__Exercise description__
Your task is to transcribe the entries below exactly, from their first line down to the line containing "find the porch roof", and to stop there.

▼

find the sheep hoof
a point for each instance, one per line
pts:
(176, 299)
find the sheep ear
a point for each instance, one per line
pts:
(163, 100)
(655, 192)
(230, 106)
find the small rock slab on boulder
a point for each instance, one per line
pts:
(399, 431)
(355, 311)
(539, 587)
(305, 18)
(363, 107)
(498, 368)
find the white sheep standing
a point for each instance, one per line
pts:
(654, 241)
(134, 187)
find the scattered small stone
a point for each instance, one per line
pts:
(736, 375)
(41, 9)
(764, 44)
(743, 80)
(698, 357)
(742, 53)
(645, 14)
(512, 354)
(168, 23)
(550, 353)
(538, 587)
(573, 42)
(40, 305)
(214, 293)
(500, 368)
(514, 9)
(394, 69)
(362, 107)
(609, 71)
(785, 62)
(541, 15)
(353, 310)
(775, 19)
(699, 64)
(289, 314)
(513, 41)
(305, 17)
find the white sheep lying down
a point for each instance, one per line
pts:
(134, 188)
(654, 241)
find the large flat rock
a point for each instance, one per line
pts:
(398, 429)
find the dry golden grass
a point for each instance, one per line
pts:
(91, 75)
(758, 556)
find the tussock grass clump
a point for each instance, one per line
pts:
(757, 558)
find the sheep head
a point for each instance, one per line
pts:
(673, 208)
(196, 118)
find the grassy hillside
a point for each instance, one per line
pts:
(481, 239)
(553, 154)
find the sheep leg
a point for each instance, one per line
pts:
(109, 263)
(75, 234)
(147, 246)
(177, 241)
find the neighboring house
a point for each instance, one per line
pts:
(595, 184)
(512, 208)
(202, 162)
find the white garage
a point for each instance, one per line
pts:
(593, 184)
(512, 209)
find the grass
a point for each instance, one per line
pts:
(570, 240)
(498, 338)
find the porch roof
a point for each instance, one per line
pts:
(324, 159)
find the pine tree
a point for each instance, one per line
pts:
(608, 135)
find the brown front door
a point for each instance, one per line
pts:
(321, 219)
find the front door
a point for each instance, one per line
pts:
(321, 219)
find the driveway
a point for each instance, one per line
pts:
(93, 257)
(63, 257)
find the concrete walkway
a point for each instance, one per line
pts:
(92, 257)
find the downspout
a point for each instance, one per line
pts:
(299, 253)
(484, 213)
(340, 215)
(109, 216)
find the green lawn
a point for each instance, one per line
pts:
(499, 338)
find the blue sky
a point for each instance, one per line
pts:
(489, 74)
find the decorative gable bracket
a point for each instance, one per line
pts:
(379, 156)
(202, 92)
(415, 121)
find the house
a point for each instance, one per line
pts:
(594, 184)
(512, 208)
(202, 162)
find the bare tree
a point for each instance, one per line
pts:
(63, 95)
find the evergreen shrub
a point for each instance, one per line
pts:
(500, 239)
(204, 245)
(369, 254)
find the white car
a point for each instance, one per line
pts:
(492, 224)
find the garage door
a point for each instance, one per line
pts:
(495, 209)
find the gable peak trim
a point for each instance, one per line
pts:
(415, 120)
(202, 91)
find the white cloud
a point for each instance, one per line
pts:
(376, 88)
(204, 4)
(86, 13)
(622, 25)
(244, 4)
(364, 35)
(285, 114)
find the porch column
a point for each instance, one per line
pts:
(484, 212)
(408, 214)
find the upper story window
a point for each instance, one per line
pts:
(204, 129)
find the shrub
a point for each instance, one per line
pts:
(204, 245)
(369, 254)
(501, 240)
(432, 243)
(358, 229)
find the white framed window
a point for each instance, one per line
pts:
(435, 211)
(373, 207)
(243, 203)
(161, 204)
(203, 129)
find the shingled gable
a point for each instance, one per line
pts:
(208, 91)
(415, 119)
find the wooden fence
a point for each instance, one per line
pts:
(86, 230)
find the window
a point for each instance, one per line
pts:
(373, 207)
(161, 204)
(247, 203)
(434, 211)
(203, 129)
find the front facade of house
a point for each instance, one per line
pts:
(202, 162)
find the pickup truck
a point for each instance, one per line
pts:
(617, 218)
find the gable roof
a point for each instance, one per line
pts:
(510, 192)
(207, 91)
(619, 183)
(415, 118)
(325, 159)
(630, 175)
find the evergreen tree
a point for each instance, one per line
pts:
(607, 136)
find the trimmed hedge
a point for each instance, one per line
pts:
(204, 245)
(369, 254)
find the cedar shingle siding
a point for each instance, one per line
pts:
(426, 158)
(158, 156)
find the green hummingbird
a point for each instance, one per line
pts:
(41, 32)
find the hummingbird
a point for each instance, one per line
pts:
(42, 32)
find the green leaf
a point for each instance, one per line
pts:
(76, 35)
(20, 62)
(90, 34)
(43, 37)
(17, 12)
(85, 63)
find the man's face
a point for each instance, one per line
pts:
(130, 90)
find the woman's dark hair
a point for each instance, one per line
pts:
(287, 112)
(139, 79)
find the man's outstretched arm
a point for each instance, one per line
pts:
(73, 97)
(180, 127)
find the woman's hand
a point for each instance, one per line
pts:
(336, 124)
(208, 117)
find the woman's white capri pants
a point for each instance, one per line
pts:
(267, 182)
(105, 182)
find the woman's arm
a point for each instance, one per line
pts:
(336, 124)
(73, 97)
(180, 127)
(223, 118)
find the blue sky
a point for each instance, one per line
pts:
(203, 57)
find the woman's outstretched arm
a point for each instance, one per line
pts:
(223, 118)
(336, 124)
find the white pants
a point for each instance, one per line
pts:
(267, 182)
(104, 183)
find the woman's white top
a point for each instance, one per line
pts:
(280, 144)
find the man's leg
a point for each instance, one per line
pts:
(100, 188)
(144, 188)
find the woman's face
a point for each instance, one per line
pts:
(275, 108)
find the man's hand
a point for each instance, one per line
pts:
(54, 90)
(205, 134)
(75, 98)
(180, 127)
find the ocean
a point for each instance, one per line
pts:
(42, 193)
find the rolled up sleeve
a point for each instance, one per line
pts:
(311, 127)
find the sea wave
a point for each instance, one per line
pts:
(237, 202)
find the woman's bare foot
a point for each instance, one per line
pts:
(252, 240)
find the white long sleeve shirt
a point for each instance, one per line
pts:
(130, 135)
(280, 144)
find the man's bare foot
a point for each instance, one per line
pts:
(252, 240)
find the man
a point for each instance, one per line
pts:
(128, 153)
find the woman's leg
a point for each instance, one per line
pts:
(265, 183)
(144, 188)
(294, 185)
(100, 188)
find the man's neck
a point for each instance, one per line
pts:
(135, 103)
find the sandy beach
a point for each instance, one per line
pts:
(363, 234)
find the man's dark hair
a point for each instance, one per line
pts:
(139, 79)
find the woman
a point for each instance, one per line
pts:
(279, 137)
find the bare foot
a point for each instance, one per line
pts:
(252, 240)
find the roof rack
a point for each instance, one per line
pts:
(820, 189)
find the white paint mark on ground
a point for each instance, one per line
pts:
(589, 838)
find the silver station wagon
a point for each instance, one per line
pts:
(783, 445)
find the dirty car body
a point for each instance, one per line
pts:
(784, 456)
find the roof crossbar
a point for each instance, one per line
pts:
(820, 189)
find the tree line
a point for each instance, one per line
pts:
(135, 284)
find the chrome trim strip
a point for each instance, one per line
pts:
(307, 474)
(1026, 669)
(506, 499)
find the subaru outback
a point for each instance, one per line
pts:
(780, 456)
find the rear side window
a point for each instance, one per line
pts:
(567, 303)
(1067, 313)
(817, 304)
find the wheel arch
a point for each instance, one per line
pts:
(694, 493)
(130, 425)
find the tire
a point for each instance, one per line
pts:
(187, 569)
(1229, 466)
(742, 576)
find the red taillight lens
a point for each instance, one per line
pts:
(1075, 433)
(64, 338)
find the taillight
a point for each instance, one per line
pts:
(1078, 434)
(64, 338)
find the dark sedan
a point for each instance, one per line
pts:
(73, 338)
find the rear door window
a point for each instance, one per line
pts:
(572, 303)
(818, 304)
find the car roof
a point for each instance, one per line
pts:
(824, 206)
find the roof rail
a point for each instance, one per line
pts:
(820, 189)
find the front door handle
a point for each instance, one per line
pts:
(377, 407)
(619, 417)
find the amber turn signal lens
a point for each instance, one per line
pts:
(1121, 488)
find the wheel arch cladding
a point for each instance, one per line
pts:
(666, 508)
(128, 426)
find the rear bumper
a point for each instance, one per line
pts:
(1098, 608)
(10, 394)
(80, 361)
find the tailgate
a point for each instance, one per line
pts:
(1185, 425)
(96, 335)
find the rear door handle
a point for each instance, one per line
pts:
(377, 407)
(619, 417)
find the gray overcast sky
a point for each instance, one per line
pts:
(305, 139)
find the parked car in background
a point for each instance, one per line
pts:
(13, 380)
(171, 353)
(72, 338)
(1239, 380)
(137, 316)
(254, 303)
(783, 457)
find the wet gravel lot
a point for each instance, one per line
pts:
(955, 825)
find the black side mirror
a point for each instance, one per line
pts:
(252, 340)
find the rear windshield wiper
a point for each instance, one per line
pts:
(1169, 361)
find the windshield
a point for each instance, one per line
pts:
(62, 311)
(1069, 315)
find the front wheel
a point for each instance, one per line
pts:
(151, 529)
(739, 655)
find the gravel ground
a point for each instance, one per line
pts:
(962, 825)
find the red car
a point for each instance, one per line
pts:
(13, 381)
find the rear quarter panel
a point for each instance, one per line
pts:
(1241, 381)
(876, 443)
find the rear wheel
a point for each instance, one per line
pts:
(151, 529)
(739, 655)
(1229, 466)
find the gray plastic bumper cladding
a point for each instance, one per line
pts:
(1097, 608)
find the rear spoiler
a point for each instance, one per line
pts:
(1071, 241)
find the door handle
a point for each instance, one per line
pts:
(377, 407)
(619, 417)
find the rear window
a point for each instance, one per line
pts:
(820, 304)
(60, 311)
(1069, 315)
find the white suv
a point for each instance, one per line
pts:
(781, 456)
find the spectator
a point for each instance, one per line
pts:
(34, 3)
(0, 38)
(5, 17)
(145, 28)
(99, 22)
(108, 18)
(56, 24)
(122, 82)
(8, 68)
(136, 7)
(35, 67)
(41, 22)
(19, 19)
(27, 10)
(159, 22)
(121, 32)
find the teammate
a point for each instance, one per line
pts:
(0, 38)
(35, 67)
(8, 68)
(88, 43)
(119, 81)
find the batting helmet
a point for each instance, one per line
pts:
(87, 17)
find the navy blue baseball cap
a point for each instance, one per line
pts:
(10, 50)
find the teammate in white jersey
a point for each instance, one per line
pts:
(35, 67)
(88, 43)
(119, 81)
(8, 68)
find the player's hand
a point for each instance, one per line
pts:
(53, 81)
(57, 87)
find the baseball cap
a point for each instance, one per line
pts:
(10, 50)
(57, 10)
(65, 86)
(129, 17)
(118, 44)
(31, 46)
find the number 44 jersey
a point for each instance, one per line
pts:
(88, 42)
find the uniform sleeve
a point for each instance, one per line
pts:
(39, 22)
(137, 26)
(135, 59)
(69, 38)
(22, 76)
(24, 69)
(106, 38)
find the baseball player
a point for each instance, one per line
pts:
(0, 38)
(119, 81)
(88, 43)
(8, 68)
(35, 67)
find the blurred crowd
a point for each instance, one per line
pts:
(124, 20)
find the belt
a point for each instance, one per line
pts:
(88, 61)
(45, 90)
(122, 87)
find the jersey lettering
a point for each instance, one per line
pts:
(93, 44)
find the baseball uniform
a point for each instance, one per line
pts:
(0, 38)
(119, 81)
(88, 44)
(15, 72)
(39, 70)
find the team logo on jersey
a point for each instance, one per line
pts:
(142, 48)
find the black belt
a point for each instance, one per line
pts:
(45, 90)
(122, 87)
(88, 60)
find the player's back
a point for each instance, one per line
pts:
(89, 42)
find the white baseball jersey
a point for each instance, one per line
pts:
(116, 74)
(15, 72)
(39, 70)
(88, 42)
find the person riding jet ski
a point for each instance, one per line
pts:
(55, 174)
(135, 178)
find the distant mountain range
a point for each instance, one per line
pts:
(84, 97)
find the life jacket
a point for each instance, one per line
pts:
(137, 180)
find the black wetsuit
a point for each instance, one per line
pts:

▲

__Solution to this exercise__
find the sheep hoof
a point for each instance, one per line
pts:
(176, 299)
find the sheep ear
a point for each instance, one per line
pts:
(163, 100)
(655, 192)
(230, 106)
find the small rock slab on boulder
a point for each instance, one per line
pts:
(399, 431)
(355, 311)
(539, 587)
(305, 18)
(363, 107)
(498, 368)
find the white sheep standing
a point for each instance, one per line
pts:
(654, 241)
(134, 187)
find the scattered small stone
a point for each instance, one per line
pts:
(736, 375)
(41, 9)
(764, 44)
(743, 80)
(698, 357)
(742, 53)
(645, 14)
(512, 354)
(168, 23)
(550, 353)
(538, 587)
(573, 42)
(40, 305)
(214, 293)
(500, 368)
(514, 9)
(394, 69)
(362, 107)
(609, 71)
(785, 62)
(541, 15)
(353, 310)
(775, 19)
(699, 64)
(289, 314)
(513, 41)
(305, 17)
find the white sheep lying down
a point for each instance, one per line
pts:
(134, 188)
(654, 241)
find the large flat rock
a point for each instance, one per line
pts:
(398, 429)
find the dry golden grass
a point for each instance, one per line
pts:
(91, 75)
(758, 556)
find the tussock grass clump
a point for each instance, one per line
pts:
(757, 558)
find the sheep head
a point for each instance, one per line
pts:
(673, 208)
(196, 118)
find the grassy hillside
a point for each instance, one per line
pts:
(481, 239)
(553, 154)
find the sheep leg
a point for each instance, one per line
pts:
(109, 263)
(75, 234)
(147, 246)
(177, 241)
find the neighboring house
a point for each instance, one per line
pts:
(595, 184)
(512, 208)
(202, 162)
find the white garage
a point for each instance, one per line
pts:
(593, 184)
(512, 209)
find the grass
a point for each instance, one per line
pts:
(570, 240)
(498, 338)
find the porch roof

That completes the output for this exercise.